Source text >>
------------

PREPARING THE INGREDIENTS AHEAD OF TIME
If you are using the frozen (or plastic prepackaged) udon noodles. You don’t need to cook it ahead of time. I find it easiest to just run really hot tap water over it for 1 minute to defrost it, which will break it up into individual strands. This keeps the frozen noodles chewier as well, since pre-boiling it ahead of time will overcook the noodles when you add it to the final soup.
It is super easy to prepare the leftover turkey, I like to just use my hand and rip the meat off the bones into small bite-sized shredded pieces. If you don’t like getting messy, you can also thinly slice it with a knife as well.
Bok choy should be sliced in half and then quickly washed under cold tap water to remove any sand and debris, set them aside to be added to the broth when you’re ready to serve it!

------------

Written instruction 1 >> Name the three ingredients whose preparation the udon prep notes describe.
Written instruction 2 >>
Answer each question from the udon prep notes, one per line:
(a) For how long should hot tap water run over the frozen noodles?
(b) What can be done with the turkey instead of ripping it by hand?
(c) How should the bok choy be cut before washing?
Written instruction 3 >> Please extend the udon prep notes, starting after the sentence about setting the bok choy aside.

Stored rows >>
------------

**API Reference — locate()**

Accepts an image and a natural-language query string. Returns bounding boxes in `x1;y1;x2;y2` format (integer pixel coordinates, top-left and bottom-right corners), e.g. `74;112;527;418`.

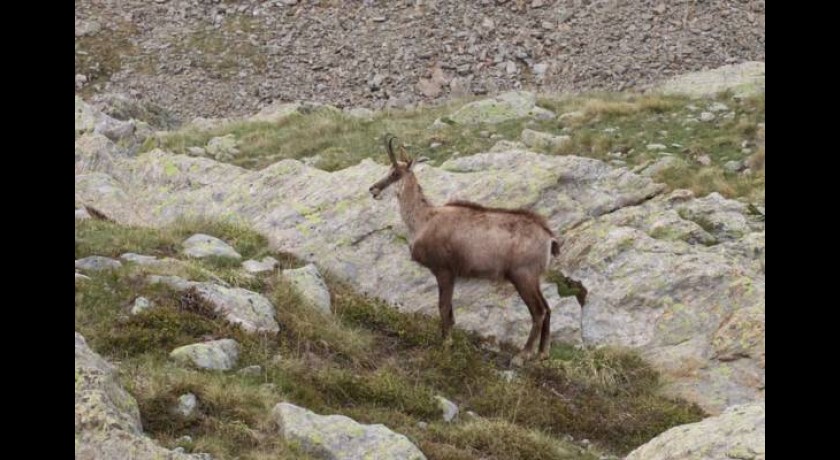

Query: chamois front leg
511;275;546;366
435;271;455;344
537;290;551;359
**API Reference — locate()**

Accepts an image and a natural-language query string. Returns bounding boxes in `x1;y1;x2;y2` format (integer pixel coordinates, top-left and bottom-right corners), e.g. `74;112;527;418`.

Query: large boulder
655;61;765;97
169;339;239;371
627;402;766;460
283;264;331;314
76;144;764;412
273;403;426;460
75;332;209;460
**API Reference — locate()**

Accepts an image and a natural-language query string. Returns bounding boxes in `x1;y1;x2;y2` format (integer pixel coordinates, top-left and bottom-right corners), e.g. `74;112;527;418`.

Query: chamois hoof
510;352;532;367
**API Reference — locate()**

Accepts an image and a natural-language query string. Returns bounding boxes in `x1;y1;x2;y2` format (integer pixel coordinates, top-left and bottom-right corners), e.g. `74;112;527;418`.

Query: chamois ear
400;144;412;163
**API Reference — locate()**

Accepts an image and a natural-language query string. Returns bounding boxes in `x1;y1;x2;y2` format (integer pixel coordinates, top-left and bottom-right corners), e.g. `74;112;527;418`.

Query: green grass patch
76;221;703;459
145;93;764;202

------------

Response 1 >> Udon noodles, leftover turkey, bok choy

Response 2 >>
(a) 1 minute
(b) Thinly slice it with a knife
(c) Sliced in half

Response 3 >>
15 MINUTE UDON NOODLE SOUP BROTH
The simple miso broth for the recipe is super easy to make. You can put everything into the pot at the same time and let it simmer for 10-15 minutes – just make sure to add the sesame oil at the very end once the final dish is done. I find this keeps the sesame oil more flavourful.
Once the broth is done, you can put in the thawed udon noodles, shredded leftover turkey, boy choy and cook it for 1 minute to warm everything up together and voila! You have a comforting bowl of turkey udon noodle soup!
HOW TO MAKE SOFT BOILED EGGS (OPTIONAL)
Whenever I have a bowl of noodle soup, I love adding soft boiled eggs into it. I like my eggs jammy, but slightly runny in the centre.
It’s super easy to make soft boiled eggs, you just need to use a timer (I use my oven timer).
To make soft boiled eggs:
- I start off by adding eggs into a pot – make sure you use a small pot that fits all the eggs into a single layer snug (I like to make extra and store them in the fridge for breakfast or for noodle soups the next day).
- Fill the pot with cold water until it just covers the eggs and place the pot over the stove and set it to medium heat.
- Add ½ teaspoon of salt into the water and put a lid over the pot.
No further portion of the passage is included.